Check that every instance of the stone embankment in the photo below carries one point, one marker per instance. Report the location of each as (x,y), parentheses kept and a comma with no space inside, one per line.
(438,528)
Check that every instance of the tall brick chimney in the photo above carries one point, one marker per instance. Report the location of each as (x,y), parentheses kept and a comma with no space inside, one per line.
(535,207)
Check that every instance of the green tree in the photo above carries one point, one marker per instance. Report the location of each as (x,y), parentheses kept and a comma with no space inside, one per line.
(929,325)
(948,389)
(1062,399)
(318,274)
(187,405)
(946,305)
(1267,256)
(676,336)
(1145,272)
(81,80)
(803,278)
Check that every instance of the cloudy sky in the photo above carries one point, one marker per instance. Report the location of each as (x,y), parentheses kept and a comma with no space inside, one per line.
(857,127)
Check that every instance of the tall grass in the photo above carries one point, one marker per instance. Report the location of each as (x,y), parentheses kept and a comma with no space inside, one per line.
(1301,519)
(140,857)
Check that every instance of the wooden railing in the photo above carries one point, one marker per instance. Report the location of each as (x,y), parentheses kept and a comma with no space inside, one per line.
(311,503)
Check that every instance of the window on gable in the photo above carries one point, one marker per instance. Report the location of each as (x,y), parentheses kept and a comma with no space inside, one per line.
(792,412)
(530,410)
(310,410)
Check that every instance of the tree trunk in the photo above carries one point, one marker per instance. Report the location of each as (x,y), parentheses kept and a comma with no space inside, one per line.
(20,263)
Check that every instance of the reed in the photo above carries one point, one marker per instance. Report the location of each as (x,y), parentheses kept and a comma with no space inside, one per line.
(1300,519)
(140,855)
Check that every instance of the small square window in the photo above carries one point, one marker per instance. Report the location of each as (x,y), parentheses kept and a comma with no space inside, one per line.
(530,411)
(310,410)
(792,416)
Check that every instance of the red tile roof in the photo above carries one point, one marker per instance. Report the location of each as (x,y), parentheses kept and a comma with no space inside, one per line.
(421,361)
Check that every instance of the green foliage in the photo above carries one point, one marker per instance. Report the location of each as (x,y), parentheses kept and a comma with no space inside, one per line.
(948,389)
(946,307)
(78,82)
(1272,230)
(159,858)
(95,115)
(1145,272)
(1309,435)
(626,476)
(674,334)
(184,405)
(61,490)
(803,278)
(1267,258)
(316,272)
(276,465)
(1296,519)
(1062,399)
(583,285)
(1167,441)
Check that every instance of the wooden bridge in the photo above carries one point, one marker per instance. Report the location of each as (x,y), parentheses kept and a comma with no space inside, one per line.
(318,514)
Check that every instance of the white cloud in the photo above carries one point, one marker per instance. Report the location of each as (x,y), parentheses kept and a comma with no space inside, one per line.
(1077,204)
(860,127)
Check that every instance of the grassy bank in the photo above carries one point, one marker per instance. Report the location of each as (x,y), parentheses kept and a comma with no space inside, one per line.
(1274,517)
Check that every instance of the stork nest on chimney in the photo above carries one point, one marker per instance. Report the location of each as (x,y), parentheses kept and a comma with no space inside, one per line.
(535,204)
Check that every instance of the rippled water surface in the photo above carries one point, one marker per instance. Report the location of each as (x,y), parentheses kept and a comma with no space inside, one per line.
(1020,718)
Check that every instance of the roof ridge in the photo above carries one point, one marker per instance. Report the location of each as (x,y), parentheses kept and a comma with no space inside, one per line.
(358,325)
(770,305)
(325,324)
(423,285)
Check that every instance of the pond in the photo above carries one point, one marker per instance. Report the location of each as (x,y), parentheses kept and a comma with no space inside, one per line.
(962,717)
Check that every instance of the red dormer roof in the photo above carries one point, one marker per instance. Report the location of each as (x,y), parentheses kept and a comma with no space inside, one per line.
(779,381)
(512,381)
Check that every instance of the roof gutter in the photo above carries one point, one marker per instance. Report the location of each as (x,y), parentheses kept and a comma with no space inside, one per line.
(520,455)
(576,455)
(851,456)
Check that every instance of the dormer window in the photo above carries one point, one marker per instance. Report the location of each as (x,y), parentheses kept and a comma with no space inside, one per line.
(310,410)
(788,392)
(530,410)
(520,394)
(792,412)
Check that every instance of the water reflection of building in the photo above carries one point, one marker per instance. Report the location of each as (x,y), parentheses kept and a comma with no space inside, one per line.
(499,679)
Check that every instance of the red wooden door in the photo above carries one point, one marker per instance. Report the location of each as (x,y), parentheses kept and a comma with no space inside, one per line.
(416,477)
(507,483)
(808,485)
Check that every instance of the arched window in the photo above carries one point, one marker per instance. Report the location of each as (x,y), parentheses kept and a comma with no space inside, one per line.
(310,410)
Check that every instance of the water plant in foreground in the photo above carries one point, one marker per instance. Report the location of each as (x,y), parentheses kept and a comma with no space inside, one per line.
◇ ◇ ◇ ◇ ◇ ◇ ◇
_Exercise aim_
For this task, retype the material exactly, line for line.

_Exercise result_
Check that every instance of the stone embankment in the photo below carries one point, one marker per instance. Report the location of each as (x,y), parentheses kept and a comma with no space inside, one per line.
(438,528)
Check that every instance of the tall brick chimney in the photo above carries one point, one marker per instance. Report the location of each as (x,y), parentheses kept and a comma with no space inside, one per line.
(535,207)
Check that every instance of the green tree in the photo above carries one point, one marker per instance. Report the location of each as (x,y), parentheses kept and a comma with no space inside, one per line.
(929,325)
(948,389)
(1062,399)
(318,274)
(187,405)
(946,305)
(1267,256)
(676,336)
(1145,272)
(81,80)
(803,278)
Check that every instance of the cloudy sky in the photo above carries one point, one marker per instance. Report the location of each as (x,y), parentheses kept and a comma with no space inside, one per line.
(857,127)
Check that every instance of the tall grass in the photo above carries one point, one marker per instance. Report the location of each as (x,y), parentheses kept and a comma with no space inside, one per line.
(1301,519)
(140,857)
Check that every instance of the wooden railing in the photo above carries one point, one marker per instance. Report the location of each as (x,y), parentheses kept and a comma with no space inside, one per line.
(311,503)
Check that every instance of the window on gable in the photo above carries one point, one marker per instance. Report the location of each as (x,y), parentheses kept and a comma with no space inside, one per line.
(792,412)
(530,410)
(310,410)
Check that every instance of the tree trunk in the photo above carries one point, one marker per instance. Report the location of each as (x,y), parentheses kept and a comma with no space inside, one per line.
(20,263)
Check that every instance of the reed in the photo above carries one point, one marker per instance. Report the location of each as (x,y), parentheses kept and a comma with no space inside, one per line.
(1300,519)
(140,855)
Check that every instance of the small square window in the photo above carries one point, one marker per instance. Report the location of each as (x,y), parentheses kept and a comma with no space inside, one per line.
(530,411)
(310,410)
(792,416)
Check that every instance of the red tile roof in the photo above carries one point, one marker per instance. Report the location of each as (x,y), parentheses kept and a comma with no space inside, one per line.
(421,361)
Check that every instance of the green foliage in the photo above carries one point, one marker per instance. Report the location of each as (x,y), parentheses kept and a comma with no space inside, one per line.
(948,389)
(946,307)
(78,82)
(1272,230)
(159,858)
(95,115)
(1145,272)
(1309,435)
(626,476)
(674,334)
(184,405)
(61,490)
(803,278)
(1267,258)
(316,272)
(276,465)
(1296,519)
(1062,399)
(583,285)
(1167,441)
Check that every instance of the wooden bridge in the photo above carries one point, one marker per instance. Report the location of each as (x,y), parentheses kept and a comma with no space inside, one per line.
(318,514)
Check that every instance of the white cloud in the photo above carries one point, one marker per instance. Report the location of each as (x,y), parentheses kept and a comma with no space inside, one per line.
(1077,204)
(860,127)
Check that every instance of the grassy bank in the photo above carries one point, one marker per instance. Report the location of each as (x,y), parentheses kept and a comma with no space inside, one per line.
(1274,517)
Check that every instance of the stork nest on chimney in the photo above carries one point, one marker per instance. Report the location of each as (x,y), parentheses kept and a comma with no space inside, one per line.
(535,204)
Check that every instance of the rippled water surface in the photo above carries one point, one marker per instance. Report the location of each as (x,y), parentheses kept and a comma with no space inside, one per line.
(1020,718)
Check that every instance of the roof ridge in the photo above carries one point, one marker per instance. Report the location of each as (x,y), parentheses kept and a comma with no space inside, one per line.
(358,325)
(770,305)
(325,324)
(423,285)
Check that every instance of the pond in the photo above carries one point, one marker per instance. Report the location of each as (x,y), parentheses kept and a comma with no space inside, one per line.
(962,717)
Check that every instance of the red dormer roof in the photo above carries one point, one marker per instance. Report the location of each as (x,y), parentheses kept and a comma with no space inside, one per line.
(779,381)
(512,381)
Check that every instance of the roof gutter in the photo above carries one point, one marker per instance. Report the location of each as (x,y), parentheses kept and a comma with no space inside, one per line.
(520,455)
(576,455)
(851,456)
Check that every instance of the dormer window in the photo above carries one point, one marker per instance. Report the location of each as (x,y), parentheses kept and a comma with no space inside, one per line.
(310,410)
(788,392)
(530,410)
(520,394)
(792,412)
Check that every instance of the water reflection of building in the photo above carries one point, one marker per instance. Report the location of each as (x,y), parentheses kept and a comma with no space inside, one per line.
(499,679)
Check that every instance of the red wooden door in the photo above carries one point, one marker per instance. Report the location of each as (x,y), parentheses kept and a comma with no space inside, one per line.
(416,477)
(507,483)
(808,485)
Check that every instance of the arched window in the photo above carries one point, one marker per instance. Report the location of each as (x,y), parentheses kept and a comma with no space inside, one per line.
(310,410)
Check that every instance of the water plant in foreground in the photo above carries one point, one marker per instance. Report the location of each as (x,y), parentheses kept and a comma with no space inside, one per line.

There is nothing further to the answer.